**Directions**
Carry on the letter about the news report on a clinic's $80 consultation charge for two illnesses, starting after its last sentence.

**Text for analysis**
□ □ □ □ □ □ □
I wish to clarify some points in Tuesday's report ("'Nothing wrong' with doc's separate billing for 2 illnesses").
Several days before, my clinic assistant received a call from senior health correspondent Salma Khalik, in the midst of a busy morning session, to inquire of a case where she claimed the patient had been billed separately for two conditions.
The reporter queried the $80 consultation charge, to which the assistant replied that it was for two different problems.
Subsequently, the call was passed to me. In the brief phone interview, we discussed the case pertaining to a patient with tonsillitis and gastritis who had seen me a few days ago and was charged $80 for consultation.
No specific patient details were provided to me by Ms Khalik. Furthermore, I am legally bound by confidentiality laws to not disclose patient case details. This was why I could provide only a general answer based on the information that the reporter provided.
It is my practice to charge for a long consultation (as a complex case) when there is more than one condition that requires attention.
It is also clearly stated on the clinic consultation charges display that short consultations start from $40, and long consultations start from $50, and not a flat rate, contrary to the report.
In this particular instance, a single charge of $80 would be applicable for the long consultation involving two different conditions that each required equal and separate attention.
As the billing was done by the clinic assistant, it served as a simple and objective avenue that is easy for the assistant to carry out.
I have been serving in Whampoa Drive since 1994, and this fee structure has been in place since, in the absence of any ministry guidelines on fees.
□ □ □ □ □ □ □
**Given entries**
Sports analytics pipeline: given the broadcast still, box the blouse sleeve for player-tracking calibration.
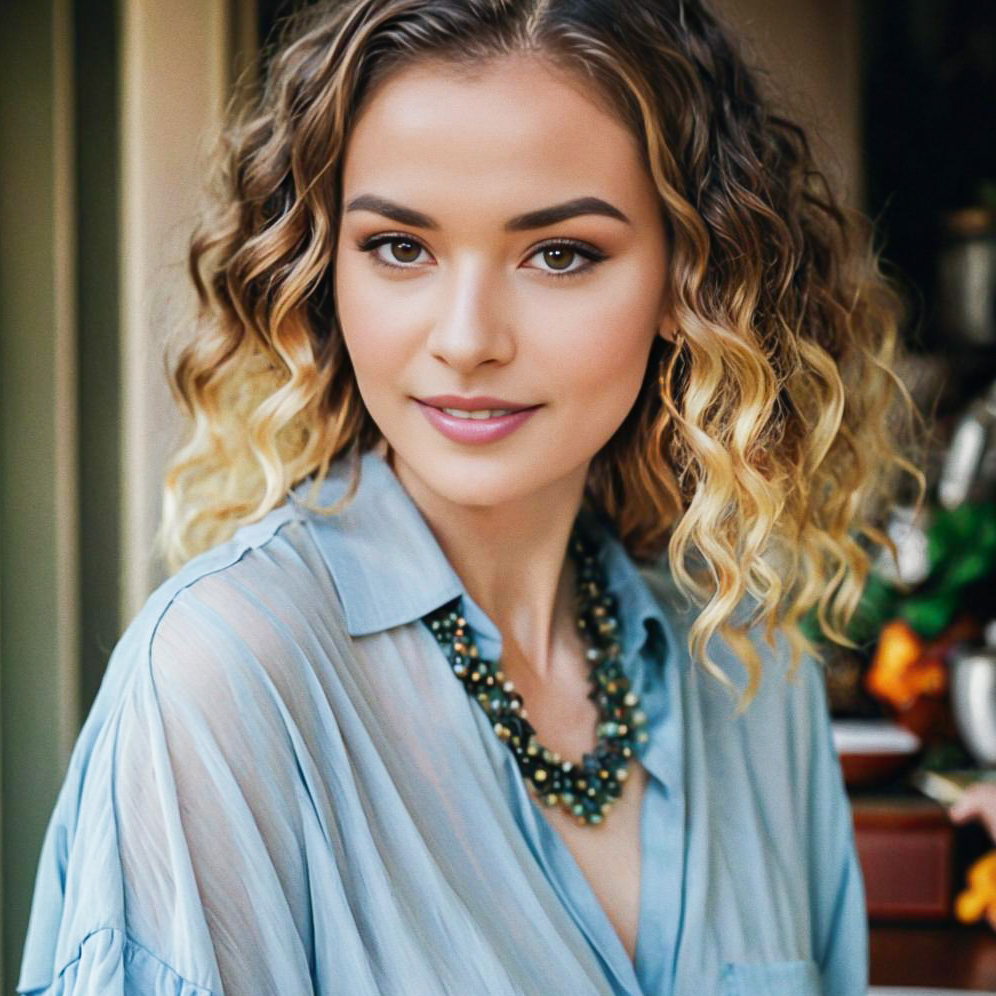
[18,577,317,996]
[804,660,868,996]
□ □ □ □ □ □ □
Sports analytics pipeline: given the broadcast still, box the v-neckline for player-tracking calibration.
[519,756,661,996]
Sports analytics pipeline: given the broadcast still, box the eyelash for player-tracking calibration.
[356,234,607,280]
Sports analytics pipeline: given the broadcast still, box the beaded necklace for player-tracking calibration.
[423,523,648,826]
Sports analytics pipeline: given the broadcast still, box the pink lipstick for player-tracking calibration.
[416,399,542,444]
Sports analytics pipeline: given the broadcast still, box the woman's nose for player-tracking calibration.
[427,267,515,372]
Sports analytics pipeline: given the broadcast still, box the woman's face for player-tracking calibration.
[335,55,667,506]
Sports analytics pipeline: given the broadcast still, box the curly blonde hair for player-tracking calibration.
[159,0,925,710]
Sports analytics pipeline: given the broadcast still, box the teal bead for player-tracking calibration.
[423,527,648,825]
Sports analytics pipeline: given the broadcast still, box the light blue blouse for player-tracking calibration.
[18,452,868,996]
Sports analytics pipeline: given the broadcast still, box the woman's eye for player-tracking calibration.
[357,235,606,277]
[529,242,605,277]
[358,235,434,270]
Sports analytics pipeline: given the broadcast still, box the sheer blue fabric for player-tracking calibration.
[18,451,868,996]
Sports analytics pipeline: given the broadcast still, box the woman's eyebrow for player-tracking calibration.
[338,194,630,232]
□ □ □ □ □ □ □
**Task result**
However, it seems that miscommunication between the patient and the clinic assistant, and/or the reporter has given rise to the impression of a separate billing for two ailments, which was definitely not the case.
It is a single charge, in one billing, for a long consultation that involved two entirely different conditions.
It is our commitment to provide quality care to patients and we always strive to ensure they are fully aware of all aspects related to their individual treatment.
Wee Chee Chau (Dr)
Wee's Family Clinic and Surgery
When our reporter asked Dr Wee whether he charged multiple consultation fees if a patient had more than one problem, he said he did. He was quoted in our report as adding: "When you have two problems, it's like seeing a doctor twice." To be doubly sure about this, our reporter asked whether a patient would be charged three consultation fees if he had three conditions, and she cited the common conditions of diabetes, high blood pressure and high cholesterol. Dr Wee said "yes", and added that the consultation for diabetes would exceed $60 because it is a more complex problem.